* 本文
:::::

大瀬 正美
はじめに
図 戦前、戦中の日本の電離層観測所分布図
昭和19年には,電波物理研究所職員の中で現役入隊す
る青年が14名いた。その中で私は一番早く9月に入隊し
た。幸い内地の教育隊に残ったので終戦後,昭和20年10
月に復員して復職した。その頃の電波物理研究所は上野
毛の多摩美術学校内にあったが,戦災でほとんど焼失し
ていた。昭和20年12月,陸軍行政本部,第5陸軍技術研
究所が移管されて, 手動型電離層観測機と共に第9棟
(現在南極事務室のある建物)に移転してきた。昭和21年
1月,当時電離層課長であった青野さんから「お前はラ
バウルに行く予定になっていたから, 日本の最南端であ
る九州鹿児島観測所の創設に行くように」と言われた。
昭和21年3月,現地調査に行き各地を調査した結果,指
宿海軍航空隊山川送信所跡(現在の山川電波観測所の場
所)に決定したわけである。一旦帰京して手動型電離層
観測機の部品を集めて組み立てを行った。(当時新発田,
深浦等各地方観測所開設のため機器の調整をしたのも第
9棟であった)。そして7月山川に出発した。 最初の建
設期は昼間は生活面の水道工事その他建物補修等の重労
働が続き,夜になって観測機器の調整をはじめる毎日で
あった。昭和28年1月国分寺へ転勤になり, しばらくは
電離層課電波伝搬係に席を置いていた。昭和30年,日本
の南極観測参加が決定した頃,再び青野さんから「お前
は南方を希望していたが, もっと南の南極に行く気はな
いか」と言われて早速希望したことが,以後26年間南極
観測に関係するようになった始まりである。そして1/4
世紀を経た現在も南極事務室は第9棟にあり,遂に近代
建築の建物に席を置くことがなかった。

:::::

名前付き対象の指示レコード

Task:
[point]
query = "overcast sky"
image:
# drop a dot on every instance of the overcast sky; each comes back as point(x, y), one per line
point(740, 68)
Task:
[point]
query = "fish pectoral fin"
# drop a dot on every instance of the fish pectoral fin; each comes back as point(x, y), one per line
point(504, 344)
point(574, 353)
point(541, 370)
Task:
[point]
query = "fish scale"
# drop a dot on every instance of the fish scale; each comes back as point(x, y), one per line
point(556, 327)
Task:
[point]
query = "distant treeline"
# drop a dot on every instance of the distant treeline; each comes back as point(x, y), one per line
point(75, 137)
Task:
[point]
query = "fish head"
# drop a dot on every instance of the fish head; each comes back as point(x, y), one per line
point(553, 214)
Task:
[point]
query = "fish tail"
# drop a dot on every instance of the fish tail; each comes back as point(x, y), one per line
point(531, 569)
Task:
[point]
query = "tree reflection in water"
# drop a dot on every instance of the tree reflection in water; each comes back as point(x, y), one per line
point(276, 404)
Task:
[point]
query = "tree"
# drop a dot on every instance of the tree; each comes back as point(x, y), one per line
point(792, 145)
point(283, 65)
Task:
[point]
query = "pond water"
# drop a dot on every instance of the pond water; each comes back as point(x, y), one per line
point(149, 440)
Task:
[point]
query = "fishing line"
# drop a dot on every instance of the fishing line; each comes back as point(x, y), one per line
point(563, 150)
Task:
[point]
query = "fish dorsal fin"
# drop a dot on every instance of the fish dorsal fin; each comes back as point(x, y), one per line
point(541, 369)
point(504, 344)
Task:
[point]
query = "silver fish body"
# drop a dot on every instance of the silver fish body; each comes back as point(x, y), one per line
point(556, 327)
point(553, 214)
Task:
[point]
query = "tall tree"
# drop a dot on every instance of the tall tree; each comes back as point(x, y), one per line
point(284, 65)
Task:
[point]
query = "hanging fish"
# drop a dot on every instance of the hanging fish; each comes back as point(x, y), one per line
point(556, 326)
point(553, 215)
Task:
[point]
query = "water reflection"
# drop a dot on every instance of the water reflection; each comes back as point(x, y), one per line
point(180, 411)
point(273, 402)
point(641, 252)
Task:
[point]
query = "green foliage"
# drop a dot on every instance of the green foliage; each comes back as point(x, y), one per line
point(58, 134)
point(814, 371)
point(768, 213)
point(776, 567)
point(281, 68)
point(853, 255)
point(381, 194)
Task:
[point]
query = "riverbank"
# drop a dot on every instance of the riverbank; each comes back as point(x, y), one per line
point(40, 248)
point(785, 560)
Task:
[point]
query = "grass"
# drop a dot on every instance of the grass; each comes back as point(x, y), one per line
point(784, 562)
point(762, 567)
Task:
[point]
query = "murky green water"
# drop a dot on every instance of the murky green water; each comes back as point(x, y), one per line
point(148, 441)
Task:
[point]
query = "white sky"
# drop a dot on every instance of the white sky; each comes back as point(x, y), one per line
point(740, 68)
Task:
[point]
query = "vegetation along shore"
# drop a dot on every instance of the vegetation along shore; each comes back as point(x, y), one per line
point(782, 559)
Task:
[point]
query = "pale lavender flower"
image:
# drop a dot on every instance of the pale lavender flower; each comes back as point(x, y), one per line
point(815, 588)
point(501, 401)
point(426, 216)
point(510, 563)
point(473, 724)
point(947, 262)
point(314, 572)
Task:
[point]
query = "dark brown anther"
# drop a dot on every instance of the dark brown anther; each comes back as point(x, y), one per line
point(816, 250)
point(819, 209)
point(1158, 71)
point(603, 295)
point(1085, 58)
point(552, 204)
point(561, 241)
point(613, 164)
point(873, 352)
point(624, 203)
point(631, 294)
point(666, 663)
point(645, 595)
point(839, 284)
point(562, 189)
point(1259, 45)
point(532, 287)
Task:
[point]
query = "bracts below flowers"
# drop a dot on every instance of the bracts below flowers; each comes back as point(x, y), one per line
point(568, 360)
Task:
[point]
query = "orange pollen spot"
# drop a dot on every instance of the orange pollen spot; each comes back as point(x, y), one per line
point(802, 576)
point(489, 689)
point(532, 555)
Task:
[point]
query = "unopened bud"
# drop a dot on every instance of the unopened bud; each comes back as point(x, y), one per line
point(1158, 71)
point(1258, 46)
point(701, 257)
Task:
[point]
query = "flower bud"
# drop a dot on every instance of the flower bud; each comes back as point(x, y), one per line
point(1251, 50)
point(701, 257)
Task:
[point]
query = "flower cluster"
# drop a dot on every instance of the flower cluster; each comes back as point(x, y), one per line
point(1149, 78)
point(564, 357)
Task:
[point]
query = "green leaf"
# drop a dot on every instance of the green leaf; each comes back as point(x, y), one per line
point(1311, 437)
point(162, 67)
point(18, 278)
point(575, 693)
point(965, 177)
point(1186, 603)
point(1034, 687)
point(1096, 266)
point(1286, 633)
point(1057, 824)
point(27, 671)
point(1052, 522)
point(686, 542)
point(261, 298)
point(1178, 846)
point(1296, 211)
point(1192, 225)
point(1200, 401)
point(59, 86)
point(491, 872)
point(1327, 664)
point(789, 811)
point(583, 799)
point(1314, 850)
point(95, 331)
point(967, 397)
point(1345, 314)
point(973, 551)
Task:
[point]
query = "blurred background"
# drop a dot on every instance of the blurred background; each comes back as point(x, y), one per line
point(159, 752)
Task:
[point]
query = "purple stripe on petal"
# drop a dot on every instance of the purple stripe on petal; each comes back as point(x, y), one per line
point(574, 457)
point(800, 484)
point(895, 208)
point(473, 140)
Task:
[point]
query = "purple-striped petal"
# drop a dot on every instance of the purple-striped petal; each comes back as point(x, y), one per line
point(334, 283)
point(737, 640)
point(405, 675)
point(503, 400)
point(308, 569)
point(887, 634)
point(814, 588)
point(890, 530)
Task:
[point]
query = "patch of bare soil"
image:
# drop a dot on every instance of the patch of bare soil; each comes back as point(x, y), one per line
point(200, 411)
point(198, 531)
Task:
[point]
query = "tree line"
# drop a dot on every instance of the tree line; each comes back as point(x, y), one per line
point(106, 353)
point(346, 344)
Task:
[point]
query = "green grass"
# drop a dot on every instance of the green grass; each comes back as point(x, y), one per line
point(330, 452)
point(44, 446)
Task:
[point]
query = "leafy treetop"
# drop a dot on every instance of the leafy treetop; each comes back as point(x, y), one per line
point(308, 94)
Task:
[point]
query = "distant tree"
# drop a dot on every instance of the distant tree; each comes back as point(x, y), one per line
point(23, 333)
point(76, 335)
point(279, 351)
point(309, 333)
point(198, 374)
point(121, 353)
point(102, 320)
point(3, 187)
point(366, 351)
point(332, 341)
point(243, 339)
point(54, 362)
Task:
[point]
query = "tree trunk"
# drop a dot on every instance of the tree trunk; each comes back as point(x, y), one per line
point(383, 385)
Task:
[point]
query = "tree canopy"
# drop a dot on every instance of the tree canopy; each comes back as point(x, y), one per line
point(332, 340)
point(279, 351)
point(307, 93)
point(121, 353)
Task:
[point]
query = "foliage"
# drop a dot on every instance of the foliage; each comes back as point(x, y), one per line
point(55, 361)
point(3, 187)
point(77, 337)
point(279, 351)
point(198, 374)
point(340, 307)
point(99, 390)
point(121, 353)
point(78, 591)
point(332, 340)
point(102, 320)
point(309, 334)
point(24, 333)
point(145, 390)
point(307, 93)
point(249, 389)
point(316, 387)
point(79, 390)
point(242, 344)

:::::

本文に出てくる「昭和」で始まる年や年月の表記を、出てくる順にすべて挙げてください。

* 解答全文
昭和19年
昭和20年10月
昭和20年12月
昭和21年1月
昭和21年3月
昭和28年1月
昭和30年